(Source records)
__________________________________________________
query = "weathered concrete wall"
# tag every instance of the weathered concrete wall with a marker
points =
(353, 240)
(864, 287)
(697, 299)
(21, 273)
__________________________________________________
▶ _Exercise aim_: Return every record above. Copy each one exactly.

▶ _Answer to this task_:
query = "weathered concrete wall"
# tag every instance of the weathered concrete wall with a marker
points =
(353, 240)
(864, 287)
(697, 299)
(21, 273)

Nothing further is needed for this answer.